__GIVEN PASSAGE__:
┄┄┄┄┄┄

Is it just me or do I detect a certain partisaness when I hear Scott Campbell and Duncan Garner reporting on Parliament?
It often seems to me that Scott Campbell wants to be Duncan Garner.
When he grows up, perhaps.
I disagree. It may not be exactly how I'd have worded it, but the wording is far short of the confusing law and order referendum.
I'll grant you that -- the 1999 referendum question was so so meaningless I decided the only rational response to it was to spoil my ballot in protest -- but it's still unsatisfactory in my view. And even English said it wasn't a referendum on the law itself.
We do like to share around here: and this is your chance to share your top tips with other Public Address readers -- better recipes; ways to save effort, money and time; shortcuts; hidden gems; painless solutions -- in pursuit of a happier planet.
It defies basic maths to suggest that it will cost the same to run a stand-alone CIR as it would to have the CIR voting slip handed to people at the same time they are handed their voting slips at the General Election. And if doesn't then Key is right, our bureacracy really does need a rocket up it's butt.
It is worth bearing in mind that the one election in which there was also a CIR ballot was a shambles in which the votes took far too long to be counted and everybody complained.
I'd also be grateful if anyone who feels there are methodological or technical flaws in the index could explain them in some detail. It will come in handy next week ...
As I know Russell wants to encourage public figure like Anderton to engage in this forum, this recovering alcoholic will (for once) bite his tongue and play nice.
Hey, don't go too far ...
I think there is something published, I saw it on the NORMLNZ forums last night . . .
No, the Herald story today is based on selected parts (ie: the parts the police wanted to give them) of a report that isn't published. Would the Herald play that sort of game with any other government agency?
Jim Anderton emailed me ...

┄┄┄┄┄┄

__SHORT PROBLEM 1__: Summarize the comment thread in two sentences.
__SHORT PROBLEM 2__: Please carry the comment thread on from its final line.

Collected data:
┄┄┄┄┄┄

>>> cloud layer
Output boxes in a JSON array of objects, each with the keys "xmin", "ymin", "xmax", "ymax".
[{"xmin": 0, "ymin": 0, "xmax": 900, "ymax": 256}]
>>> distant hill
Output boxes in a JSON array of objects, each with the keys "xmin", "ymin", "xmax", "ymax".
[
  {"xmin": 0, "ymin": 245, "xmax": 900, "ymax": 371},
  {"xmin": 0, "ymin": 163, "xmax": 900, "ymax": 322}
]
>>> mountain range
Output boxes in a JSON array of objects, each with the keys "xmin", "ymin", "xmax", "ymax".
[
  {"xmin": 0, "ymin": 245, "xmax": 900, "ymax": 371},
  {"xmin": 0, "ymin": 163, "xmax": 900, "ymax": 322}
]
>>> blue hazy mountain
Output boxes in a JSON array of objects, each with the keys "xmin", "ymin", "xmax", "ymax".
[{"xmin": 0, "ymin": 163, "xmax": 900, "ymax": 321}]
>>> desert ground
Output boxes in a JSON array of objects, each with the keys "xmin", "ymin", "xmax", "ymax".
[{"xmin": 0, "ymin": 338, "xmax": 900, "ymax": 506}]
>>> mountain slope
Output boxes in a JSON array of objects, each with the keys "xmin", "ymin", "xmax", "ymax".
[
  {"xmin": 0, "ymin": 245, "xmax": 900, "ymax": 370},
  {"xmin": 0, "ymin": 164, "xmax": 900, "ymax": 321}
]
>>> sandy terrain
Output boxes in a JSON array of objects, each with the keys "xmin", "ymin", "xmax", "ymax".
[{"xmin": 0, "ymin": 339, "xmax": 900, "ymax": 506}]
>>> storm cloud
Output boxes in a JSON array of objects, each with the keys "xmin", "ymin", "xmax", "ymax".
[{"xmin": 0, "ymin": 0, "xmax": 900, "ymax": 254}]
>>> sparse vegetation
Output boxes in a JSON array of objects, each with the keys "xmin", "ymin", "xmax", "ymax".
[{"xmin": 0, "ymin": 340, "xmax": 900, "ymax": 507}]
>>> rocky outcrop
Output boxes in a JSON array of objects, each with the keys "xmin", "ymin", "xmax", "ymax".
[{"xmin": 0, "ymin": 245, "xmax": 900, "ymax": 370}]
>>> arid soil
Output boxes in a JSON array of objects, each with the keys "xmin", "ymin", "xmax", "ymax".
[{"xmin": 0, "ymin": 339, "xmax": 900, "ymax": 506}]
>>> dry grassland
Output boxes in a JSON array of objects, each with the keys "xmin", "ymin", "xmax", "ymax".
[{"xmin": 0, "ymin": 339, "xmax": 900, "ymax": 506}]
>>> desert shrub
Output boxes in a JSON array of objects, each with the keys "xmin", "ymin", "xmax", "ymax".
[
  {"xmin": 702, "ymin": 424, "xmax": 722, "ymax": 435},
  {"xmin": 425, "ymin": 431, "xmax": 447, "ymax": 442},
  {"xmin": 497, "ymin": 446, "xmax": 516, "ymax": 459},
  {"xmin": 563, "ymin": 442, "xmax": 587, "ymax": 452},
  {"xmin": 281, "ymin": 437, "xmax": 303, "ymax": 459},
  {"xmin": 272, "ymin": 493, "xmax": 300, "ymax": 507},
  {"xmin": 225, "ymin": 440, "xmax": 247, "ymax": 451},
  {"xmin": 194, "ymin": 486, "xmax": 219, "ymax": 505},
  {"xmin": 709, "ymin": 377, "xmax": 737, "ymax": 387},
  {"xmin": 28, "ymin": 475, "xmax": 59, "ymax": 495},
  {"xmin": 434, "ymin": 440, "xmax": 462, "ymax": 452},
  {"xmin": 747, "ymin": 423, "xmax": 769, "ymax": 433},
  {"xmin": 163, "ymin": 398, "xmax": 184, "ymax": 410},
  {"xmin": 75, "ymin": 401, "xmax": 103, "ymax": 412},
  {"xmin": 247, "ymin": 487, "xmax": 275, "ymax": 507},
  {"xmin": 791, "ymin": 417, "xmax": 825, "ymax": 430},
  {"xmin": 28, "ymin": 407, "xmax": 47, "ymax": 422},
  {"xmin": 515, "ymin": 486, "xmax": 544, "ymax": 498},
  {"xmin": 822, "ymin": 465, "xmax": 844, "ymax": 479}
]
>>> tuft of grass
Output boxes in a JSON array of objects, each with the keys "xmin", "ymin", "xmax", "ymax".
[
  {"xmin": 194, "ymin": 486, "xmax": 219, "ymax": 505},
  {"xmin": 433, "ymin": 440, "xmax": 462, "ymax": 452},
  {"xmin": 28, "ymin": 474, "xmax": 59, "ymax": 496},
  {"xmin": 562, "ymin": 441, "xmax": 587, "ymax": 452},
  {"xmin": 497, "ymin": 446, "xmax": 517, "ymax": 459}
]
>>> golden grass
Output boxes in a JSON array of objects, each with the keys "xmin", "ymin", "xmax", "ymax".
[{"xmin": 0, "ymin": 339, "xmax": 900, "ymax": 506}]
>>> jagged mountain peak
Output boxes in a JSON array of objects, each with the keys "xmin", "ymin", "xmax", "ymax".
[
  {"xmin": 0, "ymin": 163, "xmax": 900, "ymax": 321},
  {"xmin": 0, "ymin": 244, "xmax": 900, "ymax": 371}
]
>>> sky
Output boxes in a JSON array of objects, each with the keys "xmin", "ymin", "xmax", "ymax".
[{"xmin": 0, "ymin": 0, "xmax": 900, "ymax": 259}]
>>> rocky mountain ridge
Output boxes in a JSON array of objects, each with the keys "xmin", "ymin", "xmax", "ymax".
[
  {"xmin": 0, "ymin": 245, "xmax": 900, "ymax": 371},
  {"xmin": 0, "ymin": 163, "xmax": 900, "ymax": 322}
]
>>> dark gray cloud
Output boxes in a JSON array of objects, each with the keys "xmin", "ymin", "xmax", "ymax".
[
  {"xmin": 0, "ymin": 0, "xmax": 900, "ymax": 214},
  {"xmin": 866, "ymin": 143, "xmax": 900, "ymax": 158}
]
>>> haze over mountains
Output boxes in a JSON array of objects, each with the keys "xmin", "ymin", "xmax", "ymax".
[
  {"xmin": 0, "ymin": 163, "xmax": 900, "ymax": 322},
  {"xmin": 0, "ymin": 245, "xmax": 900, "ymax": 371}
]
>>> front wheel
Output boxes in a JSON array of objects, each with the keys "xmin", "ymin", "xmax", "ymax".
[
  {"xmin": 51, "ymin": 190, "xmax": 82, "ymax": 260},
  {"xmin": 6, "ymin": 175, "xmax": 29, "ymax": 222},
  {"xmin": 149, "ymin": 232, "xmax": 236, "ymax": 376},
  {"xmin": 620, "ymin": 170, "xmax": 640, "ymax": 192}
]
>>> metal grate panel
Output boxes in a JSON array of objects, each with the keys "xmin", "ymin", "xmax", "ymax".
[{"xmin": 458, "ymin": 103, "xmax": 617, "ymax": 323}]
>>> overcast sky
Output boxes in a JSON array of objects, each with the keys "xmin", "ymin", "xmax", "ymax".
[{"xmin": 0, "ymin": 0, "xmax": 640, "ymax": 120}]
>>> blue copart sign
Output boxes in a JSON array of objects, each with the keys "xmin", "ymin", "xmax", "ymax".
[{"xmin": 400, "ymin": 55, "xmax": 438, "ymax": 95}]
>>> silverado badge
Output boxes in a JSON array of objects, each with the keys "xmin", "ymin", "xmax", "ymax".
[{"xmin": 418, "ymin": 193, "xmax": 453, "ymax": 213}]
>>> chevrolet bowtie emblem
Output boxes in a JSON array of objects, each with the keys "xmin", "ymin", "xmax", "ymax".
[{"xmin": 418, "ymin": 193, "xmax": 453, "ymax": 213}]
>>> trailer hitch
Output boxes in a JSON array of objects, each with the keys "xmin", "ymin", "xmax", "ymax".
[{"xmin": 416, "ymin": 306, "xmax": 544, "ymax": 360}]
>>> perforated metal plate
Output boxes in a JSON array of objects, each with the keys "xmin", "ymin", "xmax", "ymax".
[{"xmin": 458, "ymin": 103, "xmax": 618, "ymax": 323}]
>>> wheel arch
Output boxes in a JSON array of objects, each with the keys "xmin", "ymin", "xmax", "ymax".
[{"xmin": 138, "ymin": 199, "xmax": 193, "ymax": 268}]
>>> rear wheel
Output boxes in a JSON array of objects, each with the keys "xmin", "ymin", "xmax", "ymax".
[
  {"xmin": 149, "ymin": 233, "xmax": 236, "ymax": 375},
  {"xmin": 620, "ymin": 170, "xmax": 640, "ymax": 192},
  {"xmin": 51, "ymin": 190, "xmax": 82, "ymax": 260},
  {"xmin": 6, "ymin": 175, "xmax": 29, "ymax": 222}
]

┄┄┄┄┄┄

__EXPECTED ANSWER 1__: Commenters in the thread question whether Scott Campbell and Duncan Garner report on Parliament with partisanship, and they debate the wording of a referendum question, with one recalling spoiling a ballot over the meaningless 1999 law and order referendum question. Others argue over the cost of running a stand-alone CIR rather than handing out its voting slip at the General Election, and one points out that a Herald story drew on selected parts of an unpublished police report.

__EXPECTED ANSWER 2__:
An index helps us to decide the relative harm of each drug - so we have a good basis for comparing regulatory responses. For example, cannabis is less harmful than P, which is why cannabis is a class C drug, and P is a class A drug. It also gives us a basis for working out how much resource to put into education, treatment and enforcement. An Index is never going to be the final word on it, but that is not the same as saying it is useless. It is, after all, peer reviewed. The Index is a good faith attempt to put a figure on the harm drugs do.
If you argue both that ‘drugs aren’t really very harmful’ and then reject the results of a study to find out how harmful they are, it implies your real point is: I don’t care how harmful they are. I think this is the underlying motive of most people who are arguing against drug and alcohol regulation. They know various drugs are harmful, but they don’t care.
I do care.
When ever someone points out drugs like cannabis and BZP are harmful, we get sneering accusation of running a reefer madness campaign.
Once you admit they are harmful, then you have some questions about what to do next - how do you manage the harm? That’s a bit harder than sneering about fun police.
Of course alcohol and tobacco do a lot more damage. I said exactly that in my speech releasing the index (you may have noticed that was way back in May.)
We already have studies measuring the impact of alcohol and tobacco. We don’t need this index to repeat it.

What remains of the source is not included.